— Begin STORED DATA —

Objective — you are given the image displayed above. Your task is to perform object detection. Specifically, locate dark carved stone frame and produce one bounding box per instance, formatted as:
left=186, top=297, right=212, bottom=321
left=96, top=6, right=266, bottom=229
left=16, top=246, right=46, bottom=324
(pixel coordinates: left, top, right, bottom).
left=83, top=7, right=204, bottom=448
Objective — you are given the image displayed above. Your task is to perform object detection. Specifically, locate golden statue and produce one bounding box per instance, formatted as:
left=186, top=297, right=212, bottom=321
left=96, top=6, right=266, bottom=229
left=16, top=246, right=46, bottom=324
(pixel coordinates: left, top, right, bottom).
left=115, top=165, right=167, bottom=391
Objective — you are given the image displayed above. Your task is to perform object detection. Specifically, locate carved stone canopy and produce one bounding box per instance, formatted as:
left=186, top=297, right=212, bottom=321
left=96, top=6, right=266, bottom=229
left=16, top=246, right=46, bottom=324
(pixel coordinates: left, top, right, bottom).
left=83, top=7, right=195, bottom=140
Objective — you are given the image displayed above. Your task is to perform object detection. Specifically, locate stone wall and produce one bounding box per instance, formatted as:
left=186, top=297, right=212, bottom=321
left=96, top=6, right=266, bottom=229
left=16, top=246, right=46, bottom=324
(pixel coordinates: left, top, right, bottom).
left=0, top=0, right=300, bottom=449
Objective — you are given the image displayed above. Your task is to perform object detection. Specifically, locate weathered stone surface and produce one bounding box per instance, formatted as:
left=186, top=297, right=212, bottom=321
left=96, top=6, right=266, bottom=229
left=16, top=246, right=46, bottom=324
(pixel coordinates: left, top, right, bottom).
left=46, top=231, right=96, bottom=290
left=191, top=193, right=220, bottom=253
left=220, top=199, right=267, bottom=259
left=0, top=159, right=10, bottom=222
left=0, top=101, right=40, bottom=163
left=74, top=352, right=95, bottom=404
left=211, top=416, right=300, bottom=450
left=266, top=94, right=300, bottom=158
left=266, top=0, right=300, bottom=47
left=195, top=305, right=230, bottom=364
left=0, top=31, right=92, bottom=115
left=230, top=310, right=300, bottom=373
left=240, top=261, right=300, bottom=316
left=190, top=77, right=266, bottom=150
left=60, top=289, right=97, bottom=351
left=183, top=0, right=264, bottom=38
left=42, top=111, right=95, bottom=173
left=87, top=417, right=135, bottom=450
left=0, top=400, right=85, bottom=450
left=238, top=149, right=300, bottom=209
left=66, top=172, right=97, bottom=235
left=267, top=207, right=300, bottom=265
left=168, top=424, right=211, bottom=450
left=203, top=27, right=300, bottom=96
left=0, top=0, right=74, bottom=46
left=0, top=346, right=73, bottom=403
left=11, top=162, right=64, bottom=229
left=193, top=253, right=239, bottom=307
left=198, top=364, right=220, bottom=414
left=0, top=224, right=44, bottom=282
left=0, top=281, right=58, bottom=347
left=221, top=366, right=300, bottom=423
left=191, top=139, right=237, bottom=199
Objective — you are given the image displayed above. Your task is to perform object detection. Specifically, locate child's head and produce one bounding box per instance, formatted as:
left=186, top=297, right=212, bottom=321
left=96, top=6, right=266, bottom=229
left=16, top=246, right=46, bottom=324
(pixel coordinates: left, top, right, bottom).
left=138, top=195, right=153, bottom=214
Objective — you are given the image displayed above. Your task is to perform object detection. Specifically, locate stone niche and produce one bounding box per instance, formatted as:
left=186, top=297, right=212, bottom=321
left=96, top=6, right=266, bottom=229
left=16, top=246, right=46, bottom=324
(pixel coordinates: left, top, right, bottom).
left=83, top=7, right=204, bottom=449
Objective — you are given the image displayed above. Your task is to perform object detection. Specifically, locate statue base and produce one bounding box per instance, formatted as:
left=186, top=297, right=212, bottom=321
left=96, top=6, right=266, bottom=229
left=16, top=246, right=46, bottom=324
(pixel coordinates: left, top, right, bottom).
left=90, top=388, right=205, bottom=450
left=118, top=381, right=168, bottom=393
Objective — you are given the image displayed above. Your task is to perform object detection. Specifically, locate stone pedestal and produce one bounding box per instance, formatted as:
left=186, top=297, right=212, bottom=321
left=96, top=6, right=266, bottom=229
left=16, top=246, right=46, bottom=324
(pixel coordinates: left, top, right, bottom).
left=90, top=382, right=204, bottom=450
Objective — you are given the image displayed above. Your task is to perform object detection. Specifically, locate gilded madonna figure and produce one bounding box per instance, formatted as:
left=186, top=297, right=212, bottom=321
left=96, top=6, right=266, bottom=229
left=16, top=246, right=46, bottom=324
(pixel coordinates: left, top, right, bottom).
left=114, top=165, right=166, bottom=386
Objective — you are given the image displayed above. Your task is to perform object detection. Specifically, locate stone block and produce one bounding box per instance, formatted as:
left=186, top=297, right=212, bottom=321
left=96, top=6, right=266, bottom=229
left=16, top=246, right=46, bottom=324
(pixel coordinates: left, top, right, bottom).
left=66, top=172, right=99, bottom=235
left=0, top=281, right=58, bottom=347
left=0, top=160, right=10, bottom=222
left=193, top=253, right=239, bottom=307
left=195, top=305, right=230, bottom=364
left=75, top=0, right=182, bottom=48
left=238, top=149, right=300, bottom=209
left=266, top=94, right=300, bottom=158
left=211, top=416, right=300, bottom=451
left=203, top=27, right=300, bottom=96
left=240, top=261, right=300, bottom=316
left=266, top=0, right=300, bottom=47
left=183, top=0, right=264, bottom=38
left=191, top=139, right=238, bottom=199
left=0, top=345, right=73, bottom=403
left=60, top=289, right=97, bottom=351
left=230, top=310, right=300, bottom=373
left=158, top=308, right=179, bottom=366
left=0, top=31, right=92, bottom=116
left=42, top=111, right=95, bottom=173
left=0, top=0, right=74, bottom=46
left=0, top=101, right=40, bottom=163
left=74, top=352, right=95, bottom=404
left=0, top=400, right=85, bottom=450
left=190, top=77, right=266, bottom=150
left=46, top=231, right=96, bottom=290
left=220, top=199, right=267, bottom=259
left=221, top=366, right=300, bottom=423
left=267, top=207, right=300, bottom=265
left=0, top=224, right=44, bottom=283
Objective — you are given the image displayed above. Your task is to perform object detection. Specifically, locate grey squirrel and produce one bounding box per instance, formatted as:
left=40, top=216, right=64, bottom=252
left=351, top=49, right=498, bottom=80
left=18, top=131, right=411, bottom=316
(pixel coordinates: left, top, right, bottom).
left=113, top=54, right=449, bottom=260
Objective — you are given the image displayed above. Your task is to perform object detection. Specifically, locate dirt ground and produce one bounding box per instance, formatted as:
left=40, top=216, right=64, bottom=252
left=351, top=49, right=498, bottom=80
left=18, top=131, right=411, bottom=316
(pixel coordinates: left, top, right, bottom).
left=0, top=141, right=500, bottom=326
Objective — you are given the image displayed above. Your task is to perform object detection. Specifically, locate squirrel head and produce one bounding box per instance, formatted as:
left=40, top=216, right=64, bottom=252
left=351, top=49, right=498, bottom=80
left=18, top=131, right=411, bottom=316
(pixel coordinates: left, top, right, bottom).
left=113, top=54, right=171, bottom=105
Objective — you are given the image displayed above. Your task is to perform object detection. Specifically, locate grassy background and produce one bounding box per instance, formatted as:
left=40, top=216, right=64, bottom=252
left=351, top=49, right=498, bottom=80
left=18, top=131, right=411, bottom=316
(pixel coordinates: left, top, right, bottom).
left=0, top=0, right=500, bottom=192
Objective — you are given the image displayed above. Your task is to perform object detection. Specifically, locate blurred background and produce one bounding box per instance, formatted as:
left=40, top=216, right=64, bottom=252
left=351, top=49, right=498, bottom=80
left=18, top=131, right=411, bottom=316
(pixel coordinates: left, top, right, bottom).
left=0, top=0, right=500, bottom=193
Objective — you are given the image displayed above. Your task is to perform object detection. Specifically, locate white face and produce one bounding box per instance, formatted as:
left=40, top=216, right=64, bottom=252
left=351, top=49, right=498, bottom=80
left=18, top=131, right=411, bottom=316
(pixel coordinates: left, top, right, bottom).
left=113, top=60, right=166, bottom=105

— End STORED DATA —
— Begin STORED DATA —

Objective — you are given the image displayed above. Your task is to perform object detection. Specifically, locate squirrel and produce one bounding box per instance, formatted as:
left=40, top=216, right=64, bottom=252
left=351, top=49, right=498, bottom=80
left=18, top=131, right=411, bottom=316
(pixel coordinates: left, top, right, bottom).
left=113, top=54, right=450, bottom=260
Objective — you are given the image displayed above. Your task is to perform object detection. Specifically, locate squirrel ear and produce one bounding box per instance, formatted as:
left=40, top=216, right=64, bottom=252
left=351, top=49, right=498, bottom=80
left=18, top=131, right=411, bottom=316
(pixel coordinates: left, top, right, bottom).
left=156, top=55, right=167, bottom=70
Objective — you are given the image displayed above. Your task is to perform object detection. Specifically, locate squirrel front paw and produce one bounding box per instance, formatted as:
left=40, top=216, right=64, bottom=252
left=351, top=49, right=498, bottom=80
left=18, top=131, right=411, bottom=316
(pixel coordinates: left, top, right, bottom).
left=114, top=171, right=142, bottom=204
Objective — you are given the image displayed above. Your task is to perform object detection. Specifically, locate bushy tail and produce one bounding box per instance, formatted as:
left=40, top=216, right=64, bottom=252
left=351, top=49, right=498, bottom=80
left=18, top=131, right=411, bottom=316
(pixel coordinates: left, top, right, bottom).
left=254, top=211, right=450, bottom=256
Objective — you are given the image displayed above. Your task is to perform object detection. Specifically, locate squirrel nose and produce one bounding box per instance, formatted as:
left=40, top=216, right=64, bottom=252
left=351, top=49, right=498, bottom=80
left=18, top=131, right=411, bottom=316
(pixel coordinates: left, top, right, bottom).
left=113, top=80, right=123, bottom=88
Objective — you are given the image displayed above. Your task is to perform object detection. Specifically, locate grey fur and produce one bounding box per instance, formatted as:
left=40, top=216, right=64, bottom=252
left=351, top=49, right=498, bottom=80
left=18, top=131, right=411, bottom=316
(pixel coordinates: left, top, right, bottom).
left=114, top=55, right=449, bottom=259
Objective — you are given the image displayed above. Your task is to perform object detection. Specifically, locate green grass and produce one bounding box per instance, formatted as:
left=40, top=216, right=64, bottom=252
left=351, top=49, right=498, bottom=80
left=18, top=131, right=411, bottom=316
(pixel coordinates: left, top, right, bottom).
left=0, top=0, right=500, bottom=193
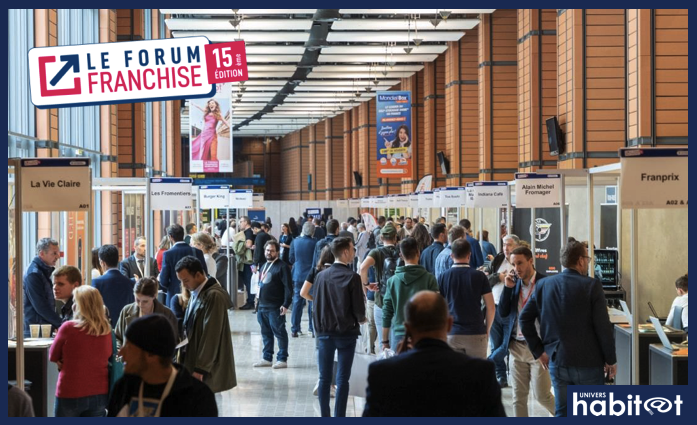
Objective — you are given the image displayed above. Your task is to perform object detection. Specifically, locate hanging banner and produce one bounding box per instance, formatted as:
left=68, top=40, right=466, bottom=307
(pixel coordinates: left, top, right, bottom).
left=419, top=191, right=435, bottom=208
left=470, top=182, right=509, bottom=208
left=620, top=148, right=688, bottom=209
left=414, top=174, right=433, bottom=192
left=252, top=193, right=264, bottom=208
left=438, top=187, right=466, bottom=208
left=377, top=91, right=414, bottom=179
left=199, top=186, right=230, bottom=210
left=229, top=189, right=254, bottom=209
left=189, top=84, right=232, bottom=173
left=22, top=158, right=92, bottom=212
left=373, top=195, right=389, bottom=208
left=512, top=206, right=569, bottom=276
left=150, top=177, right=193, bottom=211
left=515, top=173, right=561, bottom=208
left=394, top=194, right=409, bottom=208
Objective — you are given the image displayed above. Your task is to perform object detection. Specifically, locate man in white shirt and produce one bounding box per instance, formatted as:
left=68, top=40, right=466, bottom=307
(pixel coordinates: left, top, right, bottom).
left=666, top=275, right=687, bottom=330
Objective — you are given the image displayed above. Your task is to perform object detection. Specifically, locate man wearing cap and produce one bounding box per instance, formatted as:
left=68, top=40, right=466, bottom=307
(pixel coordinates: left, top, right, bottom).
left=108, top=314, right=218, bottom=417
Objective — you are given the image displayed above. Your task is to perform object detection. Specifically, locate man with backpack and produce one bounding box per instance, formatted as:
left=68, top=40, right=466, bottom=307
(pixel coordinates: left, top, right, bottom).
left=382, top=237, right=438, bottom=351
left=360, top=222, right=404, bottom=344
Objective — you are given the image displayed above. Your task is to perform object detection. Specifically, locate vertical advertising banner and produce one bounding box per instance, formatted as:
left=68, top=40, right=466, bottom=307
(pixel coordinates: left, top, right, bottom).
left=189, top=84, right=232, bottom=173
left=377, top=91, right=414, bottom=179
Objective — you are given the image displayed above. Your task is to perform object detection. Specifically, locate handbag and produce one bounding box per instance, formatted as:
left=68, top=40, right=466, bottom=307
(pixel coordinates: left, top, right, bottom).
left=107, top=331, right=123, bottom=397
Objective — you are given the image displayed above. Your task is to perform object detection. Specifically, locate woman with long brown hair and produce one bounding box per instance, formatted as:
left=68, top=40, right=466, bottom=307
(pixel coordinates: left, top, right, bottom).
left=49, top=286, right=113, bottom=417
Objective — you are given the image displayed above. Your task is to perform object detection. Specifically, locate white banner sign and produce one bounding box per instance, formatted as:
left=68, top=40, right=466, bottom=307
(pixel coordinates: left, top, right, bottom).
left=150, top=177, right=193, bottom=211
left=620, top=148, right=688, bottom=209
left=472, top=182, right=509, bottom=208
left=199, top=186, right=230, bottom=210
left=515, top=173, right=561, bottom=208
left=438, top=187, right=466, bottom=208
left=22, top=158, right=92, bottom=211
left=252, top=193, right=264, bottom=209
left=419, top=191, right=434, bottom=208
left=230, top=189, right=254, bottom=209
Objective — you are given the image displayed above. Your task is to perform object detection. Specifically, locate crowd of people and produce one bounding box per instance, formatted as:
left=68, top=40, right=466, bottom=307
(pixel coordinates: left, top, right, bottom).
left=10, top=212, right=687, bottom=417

— End STORED DATA —
— Begin STORED DATA —

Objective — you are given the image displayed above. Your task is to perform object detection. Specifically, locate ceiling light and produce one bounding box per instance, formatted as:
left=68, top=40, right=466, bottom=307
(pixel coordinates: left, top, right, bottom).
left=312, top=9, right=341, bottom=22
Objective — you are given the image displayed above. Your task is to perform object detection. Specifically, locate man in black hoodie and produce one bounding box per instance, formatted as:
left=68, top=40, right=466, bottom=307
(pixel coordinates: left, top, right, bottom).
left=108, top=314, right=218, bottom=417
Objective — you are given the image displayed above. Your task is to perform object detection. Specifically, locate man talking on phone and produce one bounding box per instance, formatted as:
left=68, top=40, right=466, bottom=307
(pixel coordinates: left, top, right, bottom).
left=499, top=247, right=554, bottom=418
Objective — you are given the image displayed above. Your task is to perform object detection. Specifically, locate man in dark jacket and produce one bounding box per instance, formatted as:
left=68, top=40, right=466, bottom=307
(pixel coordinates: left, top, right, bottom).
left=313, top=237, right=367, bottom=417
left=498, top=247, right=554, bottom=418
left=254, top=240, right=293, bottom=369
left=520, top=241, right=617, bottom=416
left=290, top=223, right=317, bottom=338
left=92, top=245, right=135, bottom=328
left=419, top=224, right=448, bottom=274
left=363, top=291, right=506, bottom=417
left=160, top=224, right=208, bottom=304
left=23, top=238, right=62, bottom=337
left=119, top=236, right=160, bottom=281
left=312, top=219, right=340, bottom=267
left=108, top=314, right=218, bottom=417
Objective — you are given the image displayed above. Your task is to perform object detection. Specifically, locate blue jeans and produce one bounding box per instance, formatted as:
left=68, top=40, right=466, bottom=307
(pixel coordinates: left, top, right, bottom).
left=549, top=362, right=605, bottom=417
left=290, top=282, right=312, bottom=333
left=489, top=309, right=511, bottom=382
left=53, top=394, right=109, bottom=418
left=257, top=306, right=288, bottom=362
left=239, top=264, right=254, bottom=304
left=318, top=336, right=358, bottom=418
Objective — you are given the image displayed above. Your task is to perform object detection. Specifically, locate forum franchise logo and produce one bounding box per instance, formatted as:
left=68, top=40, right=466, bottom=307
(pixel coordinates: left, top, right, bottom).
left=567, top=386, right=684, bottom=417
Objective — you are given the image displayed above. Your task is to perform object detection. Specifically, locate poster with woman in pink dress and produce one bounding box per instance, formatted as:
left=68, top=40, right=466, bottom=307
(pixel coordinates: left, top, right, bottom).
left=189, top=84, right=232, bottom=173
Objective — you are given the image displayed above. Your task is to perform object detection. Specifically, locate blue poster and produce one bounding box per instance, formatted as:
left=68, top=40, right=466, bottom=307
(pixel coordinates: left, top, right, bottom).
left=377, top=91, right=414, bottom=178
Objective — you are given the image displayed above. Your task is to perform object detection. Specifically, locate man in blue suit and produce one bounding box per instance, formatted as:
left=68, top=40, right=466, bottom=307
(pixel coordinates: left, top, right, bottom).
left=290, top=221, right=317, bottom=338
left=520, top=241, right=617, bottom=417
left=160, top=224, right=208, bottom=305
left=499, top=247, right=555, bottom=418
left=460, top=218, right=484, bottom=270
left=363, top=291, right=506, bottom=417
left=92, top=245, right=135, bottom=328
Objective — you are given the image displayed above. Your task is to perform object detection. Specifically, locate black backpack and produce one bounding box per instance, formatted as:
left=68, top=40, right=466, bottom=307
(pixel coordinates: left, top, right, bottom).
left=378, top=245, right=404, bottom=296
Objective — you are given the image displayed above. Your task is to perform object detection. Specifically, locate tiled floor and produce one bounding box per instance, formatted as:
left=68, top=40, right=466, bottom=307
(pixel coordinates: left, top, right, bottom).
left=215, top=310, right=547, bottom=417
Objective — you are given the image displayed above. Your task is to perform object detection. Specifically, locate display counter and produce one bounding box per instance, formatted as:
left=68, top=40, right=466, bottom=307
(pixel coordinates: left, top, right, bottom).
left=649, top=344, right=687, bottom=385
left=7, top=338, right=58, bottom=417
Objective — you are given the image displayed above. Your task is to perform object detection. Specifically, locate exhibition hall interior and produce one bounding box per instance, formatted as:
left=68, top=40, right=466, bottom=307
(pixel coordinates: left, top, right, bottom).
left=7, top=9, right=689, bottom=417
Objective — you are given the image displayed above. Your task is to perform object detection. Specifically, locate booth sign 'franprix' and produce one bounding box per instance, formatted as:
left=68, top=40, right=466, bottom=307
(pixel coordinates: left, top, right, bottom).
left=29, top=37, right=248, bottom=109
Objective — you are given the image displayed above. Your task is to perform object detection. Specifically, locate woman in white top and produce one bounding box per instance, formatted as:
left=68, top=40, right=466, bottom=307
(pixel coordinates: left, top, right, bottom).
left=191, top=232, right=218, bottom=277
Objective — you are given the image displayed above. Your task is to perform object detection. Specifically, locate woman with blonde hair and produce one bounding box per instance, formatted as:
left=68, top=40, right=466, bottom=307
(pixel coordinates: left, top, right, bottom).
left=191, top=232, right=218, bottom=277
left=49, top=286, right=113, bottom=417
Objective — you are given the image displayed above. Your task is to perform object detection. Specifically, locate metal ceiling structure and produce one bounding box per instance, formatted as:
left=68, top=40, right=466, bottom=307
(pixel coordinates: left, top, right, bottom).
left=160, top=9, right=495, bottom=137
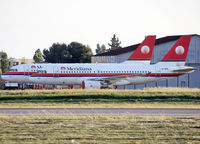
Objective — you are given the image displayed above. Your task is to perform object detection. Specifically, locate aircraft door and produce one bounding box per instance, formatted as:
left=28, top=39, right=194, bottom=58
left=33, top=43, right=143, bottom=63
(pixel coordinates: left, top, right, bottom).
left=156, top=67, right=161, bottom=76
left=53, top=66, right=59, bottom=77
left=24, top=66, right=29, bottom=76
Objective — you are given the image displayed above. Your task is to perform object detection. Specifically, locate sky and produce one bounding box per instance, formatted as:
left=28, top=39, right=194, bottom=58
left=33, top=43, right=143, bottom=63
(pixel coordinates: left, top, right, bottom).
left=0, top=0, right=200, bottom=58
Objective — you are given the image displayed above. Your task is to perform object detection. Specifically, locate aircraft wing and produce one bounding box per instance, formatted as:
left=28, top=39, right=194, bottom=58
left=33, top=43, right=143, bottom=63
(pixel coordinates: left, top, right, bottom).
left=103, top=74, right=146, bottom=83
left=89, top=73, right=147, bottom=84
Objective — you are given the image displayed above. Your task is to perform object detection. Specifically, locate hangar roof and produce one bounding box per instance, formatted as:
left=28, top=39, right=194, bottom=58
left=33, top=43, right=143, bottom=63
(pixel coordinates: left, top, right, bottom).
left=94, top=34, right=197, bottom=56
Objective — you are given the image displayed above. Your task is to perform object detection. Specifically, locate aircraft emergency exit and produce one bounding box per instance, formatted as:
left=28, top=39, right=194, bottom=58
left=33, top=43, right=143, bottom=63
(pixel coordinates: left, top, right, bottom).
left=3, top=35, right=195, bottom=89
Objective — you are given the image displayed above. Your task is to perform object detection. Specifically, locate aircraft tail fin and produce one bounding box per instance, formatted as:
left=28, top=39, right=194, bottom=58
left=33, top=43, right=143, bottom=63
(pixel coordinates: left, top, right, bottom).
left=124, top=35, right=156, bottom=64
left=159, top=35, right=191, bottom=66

— End STORED DATA —

**EXERCISE TASK:** Can you echo, word for word, everything in the data above from the line with "locate white banner" down to the line with "left=419, top=191, right=434, bottom=208", both of those lines included?

**THE ANSWER:**
Objective — you are given the image displayed above. Your task is to perform object detection. Specifically, locate white banner sign and produce one bounding box per instance, formatted as:
left=68, top=40, right=466, bottom=307
(pixel coordinates: left, top, right, bottom).
left=150, top=177, right=193, bottom=211
left=620, top=148, right=688, bottom=209
left=472, top=182, right=509, bottom=208
left=199, top=186, right=230, bottom=210
left=515, top=173, right=561, bottom=208
left=438, top=187, right=466, bottom=208
left=22, top=158, right=92, bottom=211
left=252, top=193, right=264, bottom=209
left=419, top=191, right=434, bottom=208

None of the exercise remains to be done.